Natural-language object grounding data
• • • •
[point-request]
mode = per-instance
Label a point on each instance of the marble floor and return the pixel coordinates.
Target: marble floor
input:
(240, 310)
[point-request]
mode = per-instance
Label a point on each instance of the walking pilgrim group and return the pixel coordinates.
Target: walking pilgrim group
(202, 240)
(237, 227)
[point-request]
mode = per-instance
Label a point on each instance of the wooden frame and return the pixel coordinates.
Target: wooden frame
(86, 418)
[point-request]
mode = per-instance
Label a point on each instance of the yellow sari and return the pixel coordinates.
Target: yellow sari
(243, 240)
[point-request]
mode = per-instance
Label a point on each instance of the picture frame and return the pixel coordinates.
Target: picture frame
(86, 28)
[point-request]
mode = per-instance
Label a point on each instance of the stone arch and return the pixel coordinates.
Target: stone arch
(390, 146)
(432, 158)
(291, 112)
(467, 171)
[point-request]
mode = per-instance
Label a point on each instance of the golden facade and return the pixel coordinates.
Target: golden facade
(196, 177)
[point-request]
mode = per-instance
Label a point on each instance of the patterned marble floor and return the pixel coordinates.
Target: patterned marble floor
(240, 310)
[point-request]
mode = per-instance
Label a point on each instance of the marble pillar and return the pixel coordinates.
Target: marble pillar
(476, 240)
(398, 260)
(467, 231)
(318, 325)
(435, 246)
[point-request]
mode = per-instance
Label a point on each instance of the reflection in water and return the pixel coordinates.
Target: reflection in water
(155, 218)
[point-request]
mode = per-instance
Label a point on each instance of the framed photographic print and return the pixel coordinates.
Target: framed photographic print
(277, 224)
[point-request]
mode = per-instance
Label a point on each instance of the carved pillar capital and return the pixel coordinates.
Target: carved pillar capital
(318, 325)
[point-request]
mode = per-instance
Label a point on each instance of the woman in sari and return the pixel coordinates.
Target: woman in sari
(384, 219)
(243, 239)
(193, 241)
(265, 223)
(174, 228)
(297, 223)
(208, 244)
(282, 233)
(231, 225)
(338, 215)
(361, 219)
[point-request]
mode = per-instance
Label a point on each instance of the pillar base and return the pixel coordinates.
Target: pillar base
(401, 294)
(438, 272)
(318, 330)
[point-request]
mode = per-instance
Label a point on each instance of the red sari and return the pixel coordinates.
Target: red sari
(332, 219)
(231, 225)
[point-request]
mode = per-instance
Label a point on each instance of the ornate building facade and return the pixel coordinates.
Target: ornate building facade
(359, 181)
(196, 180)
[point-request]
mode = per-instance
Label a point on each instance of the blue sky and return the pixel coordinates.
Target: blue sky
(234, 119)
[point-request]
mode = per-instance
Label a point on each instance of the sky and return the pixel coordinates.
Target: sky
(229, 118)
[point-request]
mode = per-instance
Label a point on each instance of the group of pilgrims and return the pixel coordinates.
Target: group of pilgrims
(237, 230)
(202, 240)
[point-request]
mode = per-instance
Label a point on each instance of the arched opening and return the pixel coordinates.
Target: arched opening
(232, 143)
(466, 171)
• • • •
#### HOW TO COMPLETE THIS TASK:
Retype the records in their entirety, matching each one exactly.

#### ANSWER SPACE:
[point-request]
mode = per-instance
Label a point on each instance of the marble floor and return the pixel coordinates.
Target: marble floor
input:
(240, 310)
[point-request]
mode = per-instance
Label a point on each instance of the walking pilgrim group and return the pixel coordinates.
Target: walking pilgrim group
(202, 240)
(237, 227)
[point-request]
mode = per-instance
Label a point on each instance of the wooden frame and return the pixel coordinates.
Target: wooden frame
(86, 418)
[point-request]
mode = per-instance
Label a point on each instance of the yellow sari and return the pixel coordinates.
Target: yellow sari
(243, 240)
[point-request]
mode = per-instance
Label a point on each instance of the picture frame and return the pixel coordinates.
Target: picture frame
(86, 28)
[point-request]
mode = per-instance
Label a point on each instance of the stone arch and return the pixel coordinates.
Target: stone arch
(390, 146)
(432, 158)
(291, 112)
(467, 171)
[point-request]
mode = per-instance
Label a point on each instance of the golden facade and return the pixel coordinates.
Target: golden facade
(196, 177)
[point-request]
mode = per-instance
Label a point on each instance of the patterned marble floor and return the pixel coordinates.
Target: patterned marble floor
(240, 310)
[point-request]
mode = per-instance
Label a point on each instance of the marble pillar and return the pixel coordinates.
Target: marble pillar
(476, 240)
(398, 260)
(467, 231)
(318, 325)
(435, 246)
[point-request]
mode = per-instance
Label a point on each instance of the reflection in water and return the pixel coordinates.
Target: reflection in water
(155, 218)
[point-request]
mode = per-instance
Label a point on each instance of the framed photographic print and return the pixel coordinates.
Target: framed photographic print
(277, 224)
[point-request]
mode = per-instance
Label a point on each instance of the carved pillar capital and return the pixel coordinates.
Target: carved pillar capital
(318, 325)
[point-request]
mode = per-instance
Label a point on each instance of the woman in sari and return the pixel coordinates.
Target: woman in sari
(384, 219)
(243, 239)
(193, 241)
(265, 223)
(174, 228)
(297, 223)
(208, 244)
(282, 233)
(231, 225)
(338, 215)
(361, 219)
[point-request]
mode = per-instance
Label a point on each instance of the pillar base and return the pixel coordinates.
Target: pillar base
(401, 294)
(438, 272)
(318, 330)
[point-request]
mode = per-instance
Label a point on each instance of the red sari and return the pixel coordinates.
Target: red sari
(332, 219)
(231, 225)
[point-request]
mode = per-instance
Label a point on each instance of the ornate building facade and return the pixel coordinates.
Target: ornate building facade
(359, 181)
(196, 180)
[point-request]
mode = per-instance
Label a point on each instance of the blue sky and return the pixel coordinates.
Target: blue sky
(234, 119)
[point-request]
mode = per-instance
Label a point on each instance of the sky and return the pixel coordinates.
Target: sky
(229, 118)
[point-request]
mode = per-instance
Label a point on each instance of the group of pilgrims and return the pixel coordinates.
Target: group of pilgrims
(237, 230)
(202, 240)
[point-request]
mode = per-instance
Label a point on each instance of the arched opening and return the pixel coordinates.
Target: arched opening
(232, 143)
(466, 171)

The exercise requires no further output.